Cette conférence plénière a été donnée dans le cadre du colloque international La postmodalité et les cycles de vie des expressions modales, organisé par le laboratoire CRISCO, à l’Université de Caen Normandie, du 2 au 3 juin 2022. Le colloque portait sur les stades avancés de l’évolution des éléments modaux : le passage du domaine modal au domaine postmodal, la démodalisation, la structure interne du champ postmodal et les possibles cycles de remodalisation.

This keynote speech was given at the international conference on Postmodality and the life cycles of modal expressions, organized by the research group CRISCO, at the University of Caen Normandy, 2-3 June 2022. The conference focused on the late stages in the evolution of modal items, namely the transition from modal to postmodal domain, demodalization, the internal structure of the postmodal category and the possible remodalization cycles.

Agnès Celle is a professor of linguistics at Université Paris Cité, France. Her research specialisations include the tense-aspect-modality interface, English French contrastive analysis, evidentiality and mirativity from a typological perspective. She is currently the principal investigator of a project on the transmission of knowledge through questions in TED talks and of a French-Estonian bilateral mobility programme (PHC Parrot) on Surprise Questions from a comparative perspective. She has recently become interested in the correlation between modality and distinct speech acts.

^^^^^^^^

> Required task a
Answer these questions about the keynote text:
(i) Which research group organized the conference?
(ii) At which university is Agnès Celle a professor of linguistics?
(iii) What is the name of the French-Estonian bilateral mobility programme, as given in parentheses?
The text and the rows that follow have no connection to each other.

^^^^^^^^

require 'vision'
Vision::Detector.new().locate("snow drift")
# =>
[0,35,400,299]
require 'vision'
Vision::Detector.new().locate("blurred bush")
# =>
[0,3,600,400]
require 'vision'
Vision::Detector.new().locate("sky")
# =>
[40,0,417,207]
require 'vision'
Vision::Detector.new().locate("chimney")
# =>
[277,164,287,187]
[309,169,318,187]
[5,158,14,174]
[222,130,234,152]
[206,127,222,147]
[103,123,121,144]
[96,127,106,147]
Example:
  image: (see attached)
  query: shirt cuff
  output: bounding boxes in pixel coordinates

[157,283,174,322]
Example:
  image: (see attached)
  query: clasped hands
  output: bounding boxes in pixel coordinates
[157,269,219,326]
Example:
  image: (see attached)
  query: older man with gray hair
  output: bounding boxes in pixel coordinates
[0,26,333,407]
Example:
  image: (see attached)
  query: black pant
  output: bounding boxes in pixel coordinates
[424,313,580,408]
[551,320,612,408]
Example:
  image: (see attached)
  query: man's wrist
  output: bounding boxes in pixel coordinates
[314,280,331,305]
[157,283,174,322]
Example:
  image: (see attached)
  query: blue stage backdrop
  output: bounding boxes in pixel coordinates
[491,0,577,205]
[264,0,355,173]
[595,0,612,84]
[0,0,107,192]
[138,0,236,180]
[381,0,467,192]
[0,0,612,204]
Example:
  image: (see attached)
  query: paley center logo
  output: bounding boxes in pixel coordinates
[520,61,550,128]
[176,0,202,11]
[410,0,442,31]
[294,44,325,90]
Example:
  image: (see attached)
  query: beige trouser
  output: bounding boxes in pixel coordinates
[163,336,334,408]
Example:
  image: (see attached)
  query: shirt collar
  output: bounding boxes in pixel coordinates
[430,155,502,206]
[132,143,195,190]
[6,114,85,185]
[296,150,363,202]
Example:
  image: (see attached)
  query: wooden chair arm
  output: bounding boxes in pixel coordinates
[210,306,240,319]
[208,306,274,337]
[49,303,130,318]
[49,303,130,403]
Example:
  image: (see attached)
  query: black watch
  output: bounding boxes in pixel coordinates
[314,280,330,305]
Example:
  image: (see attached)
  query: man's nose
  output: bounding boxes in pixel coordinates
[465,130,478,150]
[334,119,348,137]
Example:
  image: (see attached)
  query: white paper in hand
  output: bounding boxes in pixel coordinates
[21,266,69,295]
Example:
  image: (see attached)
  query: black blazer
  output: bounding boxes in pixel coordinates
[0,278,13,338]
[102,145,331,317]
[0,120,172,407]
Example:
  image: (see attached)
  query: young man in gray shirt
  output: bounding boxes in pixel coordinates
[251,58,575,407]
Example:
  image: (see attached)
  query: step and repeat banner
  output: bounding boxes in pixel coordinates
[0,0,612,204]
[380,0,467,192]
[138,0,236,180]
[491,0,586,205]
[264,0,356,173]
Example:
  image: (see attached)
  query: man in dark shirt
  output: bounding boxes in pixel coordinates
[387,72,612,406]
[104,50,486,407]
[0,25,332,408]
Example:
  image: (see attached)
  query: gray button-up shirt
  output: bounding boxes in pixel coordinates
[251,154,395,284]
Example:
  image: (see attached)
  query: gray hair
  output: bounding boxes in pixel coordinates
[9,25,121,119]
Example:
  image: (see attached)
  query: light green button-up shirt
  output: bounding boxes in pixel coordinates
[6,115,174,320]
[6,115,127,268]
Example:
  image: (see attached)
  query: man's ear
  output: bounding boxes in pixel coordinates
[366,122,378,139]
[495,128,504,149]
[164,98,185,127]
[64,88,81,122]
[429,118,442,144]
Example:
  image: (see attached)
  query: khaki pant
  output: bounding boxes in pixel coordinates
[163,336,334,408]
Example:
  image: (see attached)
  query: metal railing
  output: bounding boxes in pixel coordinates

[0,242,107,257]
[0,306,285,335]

^^^^^^^^

> Required task b
Report every line in the rows above that contains the string "gray". Case counts.

> Full answer a
(i) CRISCO
(ii) Université Paris Cité
(iii) PHC Parrot

> Full answer b
  query: older man with gray hair
  query: young man in gray shirt
  query: gray button-up shirt
  query: gray hair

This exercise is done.